* **Task instructions**:
a: Extract the portion of the passage on omphalocele word for word. Begin at the words "Omphalocele is characterized by a persistent" and stop after "omphalocele can occur.".
b: Answer these questions using the passage on omphalocele:
(i) By which week of gestation does the physiological hernia shrink?
(ii) What share of omphalocele cases has been associated with trisomy syndromes?
(iii) Within how many hours after delivery can small omphaloceles be repaired?
c: Using the passage on omphalocele, explain in one to three sentences why abdominal organs herniate through the umbilicus during the sixth week of development.

* **Text for analysis**:
Omphalocele is characterized by a persistent herniation of abdominal organs via the umbilicus. Physiologically, herniation is a part of organogenesis during the sixth week of development due to increased abdominal content. The hernia will shrink by 12 weeks of gestation. If the hernia persists, omphalocele can occur.
Omphalocele is covered by the peritoneum and can be filled with intestines, stomach, liver, and other abdominal contents. This characteristic makes it different from gastroschisis, which is not covered by peritoneum.
Omphalocele is characterized by an anterior wall defect found in infants. It occurs due to a failure of lateral fold closure.
Omphalocele has been associated with trisomy syndromes (25-50% of cases), such as Patau syndrome (trisomy 13) and Edward syndrome (trisomy 18).
Omphalocele is known to be associated with Beckwith-Wiedemann syndrome. This is an overgrowth syndrome characterized by macroglossia, organomegaly, hemihyperplasia (WT2 mutation), omphalocele, and other structural abnormalities. Children with Beckwith-Wiedemann syndrome have a higher risk of developing Wilms tumor.
Increased AFP (alpha fetoprotein) in maternal serum has been linked to omphalocele. Increased AFP can also be seen in other abdominal defects (e.g., gastroschisis), neural tube defects, and other malformations.
Small omphaloceles can be repaired within 72 hours after delivery with primary closure of the skin and fascia. A large omphalocele can be approached with staged surgery or the "paint and wait" technique. In this technique, an antibiotic-laden cream is applied to the external surface of the omphalocele ("painting") then covered by gauze. Over time, the neonate's skin will grow over the omphalocele ("waiting").

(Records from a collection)
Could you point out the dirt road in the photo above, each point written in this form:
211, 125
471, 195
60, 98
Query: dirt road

* **Outputs in order**:
a:
Omphalocele is characterized by a persistent herniation of abdominal organs via the umbilicus. Physiologically, herniation is a part of organogenesis during the sixth week of development due to increased abdominal content. The hernia will shrink by 12 weeks of gestation. If the hernia persists, omphalocele can occur.

b:
(i) By 12 weeks of gestation.
(ii) 25-50% of cases.
(iii) Within 72 hours.

c: This herniation is a normal part of organogenesis. It happens because the abdominal content increases at that stage.